● Problem description
Turn every line of the items, from the first line up to and including the line containing "point(506, 235)", into a JSON list of strings with one string per line. Leave out blank lines.

● Records provided

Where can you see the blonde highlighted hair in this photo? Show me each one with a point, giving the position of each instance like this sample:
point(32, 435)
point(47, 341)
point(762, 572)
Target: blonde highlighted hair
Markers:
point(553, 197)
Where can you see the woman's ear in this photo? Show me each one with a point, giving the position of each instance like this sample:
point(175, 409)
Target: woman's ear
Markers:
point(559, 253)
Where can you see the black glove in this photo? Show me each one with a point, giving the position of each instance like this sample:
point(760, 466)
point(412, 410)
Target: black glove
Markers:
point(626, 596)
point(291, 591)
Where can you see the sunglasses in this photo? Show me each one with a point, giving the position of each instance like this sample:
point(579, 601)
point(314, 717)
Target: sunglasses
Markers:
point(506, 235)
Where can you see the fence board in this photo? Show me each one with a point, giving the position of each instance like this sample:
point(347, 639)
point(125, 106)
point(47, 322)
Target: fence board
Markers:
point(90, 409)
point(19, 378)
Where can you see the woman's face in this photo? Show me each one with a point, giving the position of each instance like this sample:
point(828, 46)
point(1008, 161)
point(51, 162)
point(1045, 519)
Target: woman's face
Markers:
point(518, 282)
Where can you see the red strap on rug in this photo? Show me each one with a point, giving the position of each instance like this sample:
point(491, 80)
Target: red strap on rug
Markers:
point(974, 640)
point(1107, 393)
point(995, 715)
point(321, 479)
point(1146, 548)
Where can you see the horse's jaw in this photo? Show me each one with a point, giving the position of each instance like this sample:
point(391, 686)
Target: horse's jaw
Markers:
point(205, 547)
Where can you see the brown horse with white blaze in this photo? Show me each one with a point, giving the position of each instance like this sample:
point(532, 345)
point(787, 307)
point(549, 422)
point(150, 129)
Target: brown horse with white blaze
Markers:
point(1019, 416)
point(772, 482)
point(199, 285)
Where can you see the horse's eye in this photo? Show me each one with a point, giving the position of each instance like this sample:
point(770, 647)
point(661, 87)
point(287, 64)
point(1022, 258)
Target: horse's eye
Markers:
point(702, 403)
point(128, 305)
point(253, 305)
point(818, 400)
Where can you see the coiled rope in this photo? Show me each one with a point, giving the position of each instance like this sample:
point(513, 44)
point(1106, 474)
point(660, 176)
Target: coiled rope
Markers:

● Result below
[
  "Where can you see the blonde highlighted hair in this photo? Show me each one with a point, giving the position of each instance like this sample:",
  "point(32, 435)",
  "point(47, 341)",
  "point(762, 572)",
  "Target: blonde highlighted hair",
  "Markers:",
  "point(553, 197)",
  "Where can you see the woman's ear in this photo? Show me each one with a point, giving the position of each instance like this sample:",
  "point(175, 409)",
  "Target: woman's ear",
  "Markers:",
  "point(559, 253)",
  "Where can you see the black glove in this photo? Show me each one with a point, giving the position of each instance like this sample:",
  "point(760, 466)",
  "point(412, 410)",
  "Target: black glove",
  "Markers:",
  "point(626, 596)",
  "point(291, 591)",
  "Where can you see the sunglasses in this photo? Show me each one with a point, giving the position of each instance like this sample:",
  "point(579, 601)",
  "point(314, 717)",
  "Target: sunglasses",
  "Markers:",
  "point(506, 235)"
]